Was tun, wenn die Nachbarn sich ständig über Kinderlärm beschweren?

Kathrin Familienleben 15 Kommentare

Seit über einem Jahr – seit unserem Einzug im Oktober 2015 – befinden wir uns im Streit mit unseren Nachbarn, weil unsere Kinder angeblich zu laut sind. Das Hauptproblem ist ein Architektonisches, denn wir wohnen in einem Reihenhaus und eine gemeinsame Bodenplatte mit miserablem Trittschall verbindet unsere Wohnzimmer. Das bedeutet, dass die „andere“ Seite bereits ein kleines, zu Boden fallendes Spielzeug deutlich hört – ein wildes Fangspiel um den Esstisch erst Recht.

Nun ist es aber nicht so, dass unsere Nestlinge den ganzen Tag wie die Wilden rennen, schreien und toben. Es gibt Lärmspitzen in den Zeiten, in denen sie besonders energiegeladen sind – meist eine halbe Stunde am Morgen und kurz vor dem Schlafengehen. Und es gibt natürlich mal lautere Nachmittage, vor allem wenn wir Besuch empfangen. Jedoch sind wir zwischendurch oft ruhig, wenn wir beispielsweise lesen, kneten oder basteln und wir verbringen fast jeden Nachmittag in der Woche außerhalb unserer eigenen vier Wände. Von Dauerlärmbelastung kann also keineswegs die Rede sein.

Da ich aber gerne in Frieden mit meinem Umfeld und vor allem mit meinen direkten Nachbarn lebe, die sich nun mal vom ersten Tag an und zwar permanent von unserem „Gepolter“ belästigt fühlten, überlegten Thomas und ich, wie wir den Geräuschpegel reduzieren und das Problem lösen könnten.

Keine Ruhestörung in Ruhezeiten

Zunächst achteten wir verstärkt auf Ruhezeiten. Gesetzlich ist zwar lediglich eine Nachtruhe von 22 Uhr bis 6 Uhr einzuhalten – eine Zeit, in der unsere Nestlinge in der Regel tief und fest schliefen – doch wir versuchten auch morgens bis 8/9 Uhr (an Sonntagen sogar noch länger) und mittags (zwischen 12 Uhr und 14 Uhr, wenn der Bub schlief) besonders leise zu spielen.

Gesammelte Dateneinträge
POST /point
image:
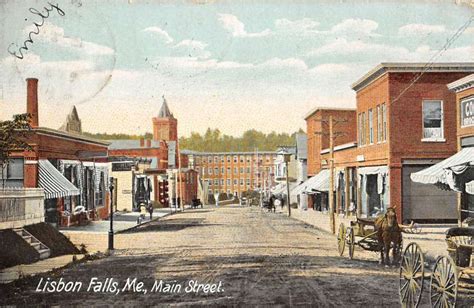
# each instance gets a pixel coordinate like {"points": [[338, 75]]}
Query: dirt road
{"points": [[252, 257]]}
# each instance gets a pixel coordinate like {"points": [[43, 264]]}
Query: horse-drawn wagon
{"points": [[451, 278]]}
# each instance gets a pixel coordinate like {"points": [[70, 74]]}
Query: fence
{"points": [[20, 207]]}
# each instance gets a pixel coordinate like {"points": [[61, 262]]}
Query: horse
{"points": [[389, 235]]}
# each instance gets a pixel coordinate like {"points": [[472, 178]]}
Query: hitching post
{"points": [[111, 231]]}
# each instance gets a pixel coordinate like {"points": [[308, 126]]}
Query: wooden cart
{"points": [[450, 278]]}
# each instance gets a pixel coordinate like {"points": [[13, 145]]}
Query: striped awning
{"points": [[470, 188], [319, 182], [436, 174], [55, 185]]}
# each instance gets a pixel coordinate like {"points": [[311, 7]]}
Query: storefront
{"points": [[374, 186]]}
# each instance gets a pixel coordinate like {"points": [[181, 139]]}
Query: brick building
{"points": [[406, 121], [456, 173], [69, 167], [236, 172]]}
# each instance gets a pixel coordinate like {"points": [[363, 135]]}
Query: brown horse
{"points": [[389, 236]]}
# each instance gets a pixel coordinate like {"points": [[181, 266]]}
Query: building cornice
{"points": [[462, 84], [316, 109], [384, 68], [67, 135]]}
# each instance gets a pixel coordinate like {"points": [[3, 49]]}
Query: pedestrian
{"points": [[150, 210]]}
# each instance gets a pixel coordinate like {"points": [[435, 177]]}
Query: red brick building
{"points": [[69, 167], [236, 172], [406, 121]]}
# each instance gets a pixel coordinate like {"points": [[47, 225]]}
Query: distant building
{"points": [[236, 172]]}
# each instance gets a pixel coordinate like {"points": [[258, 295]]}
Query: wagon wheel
{"points": [[341, 239], [350, 242], [412, 270], [444, 283]]}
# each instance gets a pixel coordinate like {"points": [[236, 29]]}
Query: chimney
{"points": [[32, 100]]}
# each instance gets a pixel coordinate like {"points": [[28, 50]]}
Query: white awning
{"points": [[470, 188], [436, 173], [55, 185], [372, 170], [319, 182]]}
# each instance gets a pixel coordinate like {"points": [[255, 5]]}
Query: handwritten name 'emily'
{"points": [[43, 15]]}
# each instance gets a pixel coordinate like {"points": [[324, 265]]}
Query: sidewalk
{"points": [[15, 272], [122, 221], [431, 239]]}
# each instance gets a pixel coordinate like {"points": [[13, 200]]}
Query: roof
{"points": [[462, 84], [236, 153], [399, 67], [127, 144], [301, 146], [69, 135], [316, 109], [165, 110]]}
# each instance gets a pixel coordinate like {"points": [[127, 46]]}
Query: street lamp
{"points": [[111, 231], [287, 157]]}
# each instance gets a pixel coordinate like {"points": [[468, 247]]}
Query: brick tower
{"points": [[165, 126]]}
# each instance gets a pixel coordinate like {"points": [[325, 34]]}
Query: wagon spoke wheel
{"points": [[444, 283], [341, 239], [350, 241], [412, 270]]}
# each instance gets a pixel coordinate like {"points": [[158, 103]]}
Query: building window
{"points": [[13, 173], [371, 126], [433, 120], [379, 124], [384, 122]]}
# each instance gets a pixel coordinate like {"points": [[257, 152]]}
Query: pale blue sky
{"points": [[226, 64]]}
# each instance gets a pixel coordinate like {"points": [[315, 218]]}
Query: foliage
{"points": [[12, 138], [214, 141]]}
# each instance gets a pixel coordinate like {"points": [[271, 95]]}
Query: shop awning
{"points": [[55, 185], [319, 182], [436, 173]]}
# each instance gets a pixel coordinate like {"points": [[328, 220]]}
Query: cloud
{"points": [[356, 26], [300, 26], [52, 34], [193, 49], [420, 29], [232, 24], [160, 33]]}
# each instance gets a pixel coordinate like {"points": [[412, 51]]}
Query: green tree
{"points": [[12, 138]]}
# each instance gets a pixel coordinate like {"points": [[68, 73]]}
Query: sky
{"points": [[231, 65]]}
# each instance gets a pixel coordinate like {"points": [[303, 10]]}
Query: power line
{"points": [[430, 63]]}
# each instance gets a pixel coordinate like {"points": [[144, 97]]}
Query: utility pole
{"points": [[332, 222]]}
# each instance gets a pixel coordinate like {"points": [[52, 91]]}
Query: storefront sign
{"points": [[467, 112]]}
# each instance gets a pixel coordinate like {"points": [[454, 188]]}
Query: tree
{"points": [[12, 138]]}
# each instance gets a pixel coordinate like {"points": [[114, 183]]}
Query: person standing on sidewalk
{"points": [[150, 210]]}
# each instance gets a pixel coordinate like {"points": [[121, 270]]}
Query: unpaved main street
{"points": [[260, 258]]}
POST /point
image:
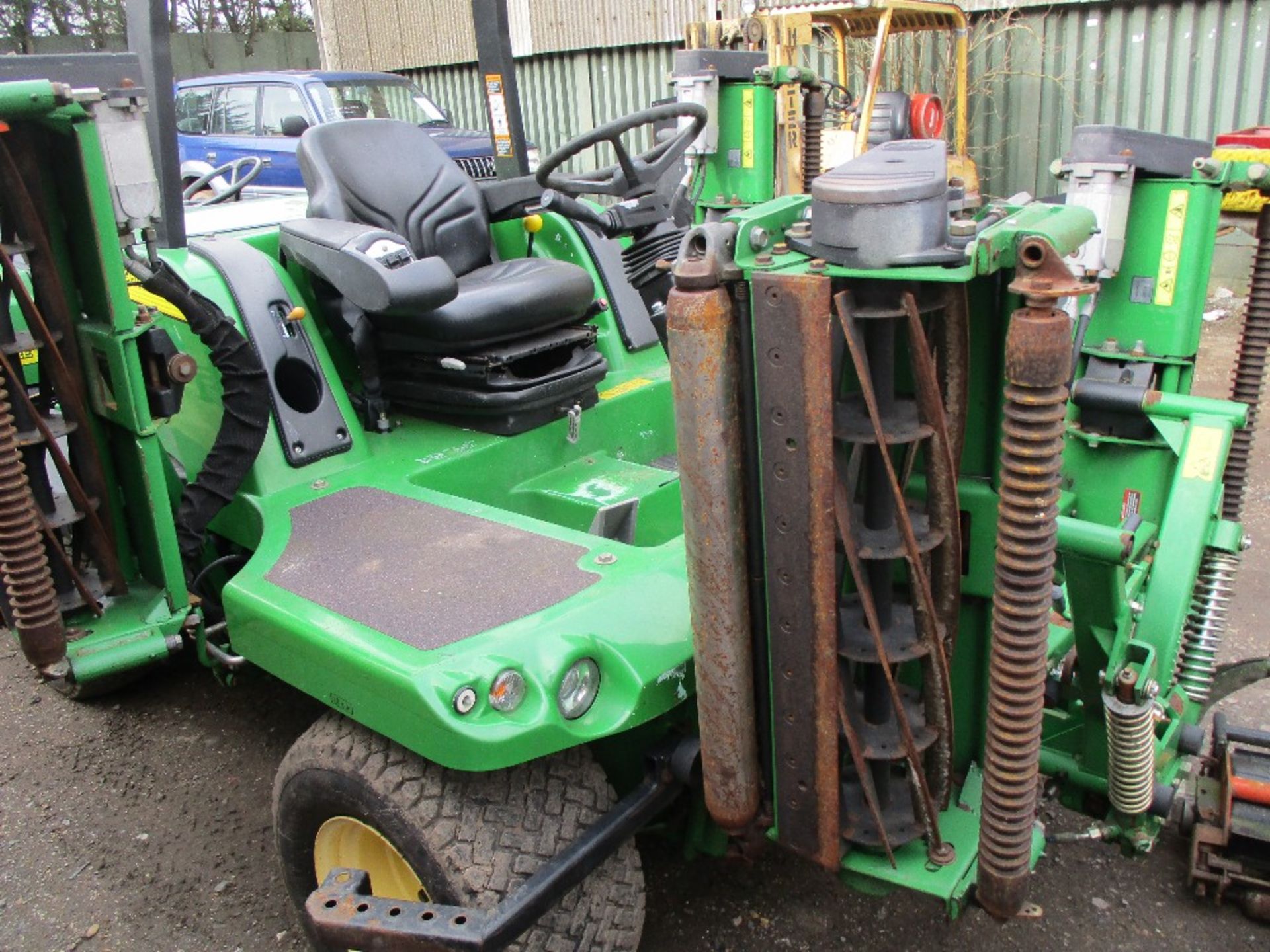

* _Aufgabe 1_:
Beantworten Sie die folgenden Fragen zum Text über Kinderlärm.
(a) In welchem Monat und Jahr ist die Familie eingezogen?
(b) Was verbindet laut Text die Wohnzimmer der beiden Parteien?
(c) Von wann bis wann gilt die gesetzlich vorgeschriebene Nachtruhe?
* _Aufgabe 2_: Schreiben Sie bitte aus dem Text über Kinderlärm den Abschnitt von „Seit über einem Jahr“ bis einschließlich „Esstisch erst Recht.“ wortgetreu ab.

* _Lösung 1_:
(a) Im Oktober 2015.
(b) Eine gemeinsame Bodenplatte mit miserablem Trittschall.
(c) Von 22 Uhr bis 6 Uhr.

* _Lösung 2_:
Seit über einem Jahr – seit unserem Einzug im Oktober 2015 – befinden wir uns im Streit mit unseren Nachbarn, weil unsere Kinder angeblich zu laut sind. Das Hauptproblem ist ein Architektonisches, denn wir wohnen in einem Reihenhaus und eine gemeinsame Bodenplatte mit miserablem Trittschall verbindet unsere Wohnzimmer. Das bedeutet, dass die „andere“ Seite bereits ein kleines, zu Boden fallendes Spielzeug deutlich hört – ein wildes Fangspiel um den Esstisch erst Recht.